PAGE EXCERPT:

———

While he is obviously disappointed at the slow start he has made, Mickelson is certainly not out of the tournament at this stage although he will face the more difficult afternoon conditions tomorrow as he tries to work his way back up the leader-board.
Surprisingly the best rounds of day one would come in the afternoon.
Shaun Micheel, who has missed his last three cuts at the US Open but who already, of course, has a major to his name after a dramatic win at the 2003 PGA Championship, put together five birdies in his round of 69 and he was delighted.
“You know, the wind picked up right before I teed off or a little bit before, but nothing that I thought was going to cause any problems, said Micheel. " I think the USGA has done a great job of setting it up. The fairways are firm. I probably only hit three or four drivers, I probably could have hit one or two less.

———

PROVIDED INFORMATION:
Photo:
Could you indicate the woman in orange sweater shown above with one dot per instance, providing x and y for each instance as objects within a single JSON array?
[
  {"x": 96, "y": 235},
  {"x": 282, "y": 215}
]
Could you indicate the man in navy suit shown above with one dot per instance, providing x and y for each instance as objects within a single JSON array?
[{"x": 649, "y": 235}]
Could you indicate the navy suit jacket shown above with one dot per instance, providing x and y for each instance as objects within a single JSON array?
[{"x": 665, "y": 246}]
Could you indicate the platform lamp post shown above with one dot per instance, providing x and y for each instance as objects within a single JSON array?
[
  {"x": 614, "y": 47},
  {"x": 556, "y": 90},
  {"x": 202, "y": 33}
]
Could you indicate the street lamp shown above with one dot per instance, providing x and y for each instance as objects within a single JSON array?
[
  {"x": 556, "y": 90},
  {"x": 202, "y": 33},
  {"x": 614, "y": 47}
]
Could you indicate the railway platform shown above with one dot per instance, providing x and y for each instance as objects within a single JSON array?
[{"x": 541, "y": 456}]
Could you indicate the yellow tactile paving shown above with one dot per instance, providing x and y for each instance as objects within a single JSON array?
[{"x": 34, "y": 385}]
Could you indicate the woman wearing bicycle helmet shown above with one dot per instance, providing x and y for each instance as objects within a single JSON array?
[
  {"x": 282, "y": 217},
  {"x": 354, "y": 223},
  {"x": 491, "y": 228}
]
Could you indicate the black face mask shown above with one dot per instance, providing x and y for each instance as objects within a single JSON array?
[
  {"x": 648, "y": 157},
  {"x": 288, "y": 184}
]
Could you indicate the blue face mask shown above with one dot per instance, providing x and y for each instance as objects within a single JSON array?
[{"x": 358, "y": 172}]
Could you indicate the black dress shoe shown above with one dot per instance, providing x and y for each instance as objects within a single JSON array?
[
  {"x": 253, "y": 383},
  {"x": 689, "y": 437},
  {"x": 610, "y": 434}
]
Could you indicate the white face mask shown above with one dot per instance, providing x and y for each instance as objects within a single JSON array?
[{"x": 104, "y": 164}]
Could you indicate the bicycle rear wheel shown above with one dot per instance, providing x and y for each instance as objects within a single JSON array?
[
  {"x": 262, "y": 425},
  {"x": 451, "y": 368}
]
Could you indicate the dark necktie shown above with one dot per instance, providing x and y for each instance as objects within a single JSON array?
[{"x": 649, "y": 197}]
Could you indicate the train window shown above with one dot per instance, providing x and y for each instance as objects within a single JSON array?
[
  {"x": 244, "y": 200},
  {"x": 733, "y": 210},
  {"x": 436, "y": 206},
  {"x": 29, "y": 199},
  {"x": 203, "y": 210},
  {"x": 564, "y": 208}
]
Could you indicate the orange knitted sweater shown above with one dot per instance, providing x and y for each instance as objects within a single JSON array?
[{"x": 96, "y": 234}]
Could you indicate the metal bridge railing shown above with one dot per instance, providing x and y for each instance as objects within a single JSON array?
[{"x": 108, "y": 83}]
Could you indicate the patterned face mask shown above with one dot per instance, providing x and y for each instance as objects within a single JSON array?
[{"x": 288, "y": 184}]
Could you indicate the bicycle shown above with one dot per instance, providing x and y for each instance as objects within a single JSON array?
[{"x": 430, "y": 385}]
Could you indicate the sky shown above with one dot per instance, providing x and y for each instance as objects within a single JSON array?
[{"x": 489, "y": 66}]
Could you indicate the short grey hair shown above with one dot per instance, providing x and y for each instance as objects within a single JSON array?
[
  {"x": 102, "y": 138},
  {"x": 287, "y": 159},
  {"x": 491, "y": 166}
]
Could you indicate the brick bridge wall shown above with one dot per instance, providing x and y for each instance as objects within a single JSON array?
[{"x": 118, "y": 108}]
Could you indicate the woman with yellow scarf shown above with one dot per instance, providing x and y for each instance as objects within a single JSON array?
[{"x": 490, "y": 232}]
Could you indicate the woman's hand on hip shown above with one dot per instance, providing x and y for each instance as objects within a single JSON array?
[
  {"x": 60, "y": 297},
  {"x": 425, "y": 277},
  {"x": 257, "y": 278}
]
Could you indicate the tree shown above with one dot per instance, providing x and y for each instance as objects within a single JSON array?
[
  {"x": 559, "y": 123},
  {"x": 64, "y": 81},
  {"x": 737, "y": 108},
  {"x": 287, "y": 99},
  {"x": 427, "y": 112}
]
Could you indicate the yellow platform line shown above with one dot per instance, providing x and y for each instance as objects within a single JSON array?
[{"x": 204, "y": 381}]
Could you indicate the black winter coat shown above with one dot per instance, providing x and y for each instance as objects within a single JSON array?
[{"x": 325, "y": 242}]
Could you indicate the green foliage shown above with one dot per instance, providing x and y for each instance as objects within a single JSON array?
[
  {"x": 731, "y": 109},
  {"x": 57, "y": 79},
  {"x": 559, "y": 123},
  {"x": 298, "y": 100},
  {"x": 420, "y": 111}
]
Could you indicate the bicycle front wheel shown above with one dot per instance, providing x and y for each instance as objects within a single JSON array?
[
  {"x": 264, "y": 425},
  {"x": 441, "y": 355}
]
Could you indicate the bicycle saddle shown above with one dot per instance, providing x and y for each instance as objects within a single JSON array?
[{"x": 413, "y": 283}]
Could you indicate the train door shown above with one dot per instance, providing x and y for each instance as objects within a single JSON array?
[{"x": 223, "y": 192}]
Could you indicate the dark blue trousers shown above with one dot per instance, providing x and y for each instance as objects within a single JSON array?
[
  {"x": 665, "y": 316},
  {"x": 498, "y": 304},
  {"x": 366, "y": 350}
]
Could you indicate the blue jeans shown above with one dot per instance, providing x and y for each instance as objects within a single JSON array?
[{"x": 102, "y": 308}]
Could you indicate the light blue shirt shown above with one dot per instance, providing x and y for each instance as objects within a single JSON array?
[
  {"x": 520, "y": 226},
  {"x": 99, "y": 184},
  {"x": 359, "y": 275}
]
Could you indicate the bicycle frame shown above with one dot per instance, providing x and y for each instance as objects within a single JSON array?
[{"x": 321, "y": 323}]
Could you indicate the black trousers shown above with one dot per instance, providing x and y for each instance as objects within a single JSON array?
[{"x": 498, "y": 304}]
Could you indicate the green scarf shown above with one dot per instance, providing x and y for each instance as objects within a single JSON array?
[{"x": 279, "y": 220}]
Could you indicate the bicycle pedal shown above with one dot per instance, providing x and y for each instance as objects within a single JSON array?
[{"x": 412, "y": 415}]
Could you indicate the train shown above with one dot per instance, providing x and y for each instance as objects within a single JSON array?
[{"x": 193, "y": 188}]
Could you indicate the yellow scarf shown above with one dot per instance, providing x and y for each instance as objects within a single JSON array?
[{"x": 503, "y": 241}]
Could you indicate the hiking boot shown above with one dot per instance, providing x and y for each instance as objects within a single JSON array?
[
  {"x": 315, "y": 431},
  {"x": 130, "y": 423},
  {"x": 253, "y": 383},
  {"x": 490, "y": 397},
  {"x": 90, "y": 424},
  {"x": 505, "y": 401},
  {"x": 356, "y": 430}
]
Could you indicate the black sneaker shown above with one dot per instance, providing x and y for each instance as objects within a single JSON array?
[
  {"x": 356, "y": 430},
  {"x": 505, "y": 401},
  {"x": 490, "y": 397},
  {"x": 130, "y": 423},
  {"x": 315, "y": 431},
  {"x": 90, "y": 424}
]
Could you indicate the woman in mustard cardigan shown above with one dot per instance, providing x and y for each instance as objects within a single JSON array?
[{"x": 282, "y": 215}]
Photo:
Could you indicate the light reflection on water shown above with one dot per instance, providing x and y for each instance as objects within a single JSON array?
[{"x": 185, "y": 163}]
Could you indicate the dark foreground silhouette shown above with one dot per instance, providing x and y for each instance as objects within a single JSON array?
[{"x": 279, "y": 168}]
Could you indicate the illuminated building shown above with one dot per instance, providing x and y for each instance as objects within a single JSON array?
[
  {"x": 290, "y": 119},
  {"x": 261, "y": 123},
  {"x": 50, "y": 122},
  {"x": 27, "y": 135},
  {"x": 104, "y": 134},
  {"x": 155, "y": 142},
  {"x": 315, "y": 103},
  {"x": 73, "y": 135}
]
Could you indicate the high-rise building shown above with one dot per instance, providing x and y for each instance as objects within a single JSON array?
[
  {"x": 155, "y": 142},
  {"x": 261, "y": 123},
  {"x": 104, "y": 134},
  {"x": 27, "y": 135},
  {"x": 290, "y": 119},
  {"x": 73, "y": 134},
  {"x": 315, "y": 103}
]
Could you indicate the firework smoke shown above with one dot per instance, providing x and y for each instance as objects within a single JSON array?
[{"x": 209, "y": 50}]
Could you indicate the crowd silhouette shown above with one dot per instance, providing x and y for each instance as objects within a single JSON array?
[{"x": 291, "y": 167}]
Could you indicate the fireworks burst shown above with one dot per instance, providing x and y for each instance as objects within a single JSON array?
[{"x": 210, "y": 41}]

———

WHAT YOU NEED TO DO:
1. Print the US Open report from "Surprisingly the best" to "or two less.".
2. According to the US Open report, which major championship had Shaun Micheel already won?
3. Go on with the US Open report from its last sentence.
The items are unrelated to the US Open report and stand as separate material.

YOUR RESPONSES:
1.
Surprisingly the best rounds of day one would come in the afternoon.
Shaun Micheel, who has missed his last three cuts at the US Open but who already, of course, has a major to his name after a dramatic win at the 2003 PGA Championship, put together five birdies in his round of 69 and he was delighted.
“You know, the wind picked up right before I teed off or a little bit before, but nothing that I thought was going to cause any problems, said Micheel. " I think the USGA has done a great job of setting it up. The fairways are firm. I probably only hit three or four drivers, I probably could have hit one or two less.

2. The 2003 PGA Championship.

3.
But the conditions were, I would say, ideal, probably as good as you can get. There were some difficult pins, and on some of the tough holes, like 8, the wind was blowing the direction of the flag, and you could shape your shots in there. And again, I just plodded along. I managed myself. I hit the ball very solidly today. I was very pleased."
Paul Casey joined him in the lead at 2 under when he birdied the last.
“The ball striking has certainly been indifferent, and even today I struggled with it,” said Casey. "I was kind of missing it both ways, which isn’t great. But I did a wonderful job of managing my way around this golf course. And I had low expectations coming in because of the ball striking and practice had been certainly frustrating. And went out there thinking just have a great time, enjoy the crowds, enjoy Pebble Beach, it’s a wonderful place to be any time of the year, let alone when it’s gorgeous sunshine and it paid dividends.
Looking back at the history and who’s won here, without a doubt I would love to (win) — you know, for me there are always tournaments you want to win and places you want to win at. I would love to win any tournament around Pebble Beach."
Zimbabwe’s Brendon de Jonge, playing in his first US Open, was on a roller coaster ride with four birdies an eagle and four bogies but he was delighted to find himself at the top of the leaderboard.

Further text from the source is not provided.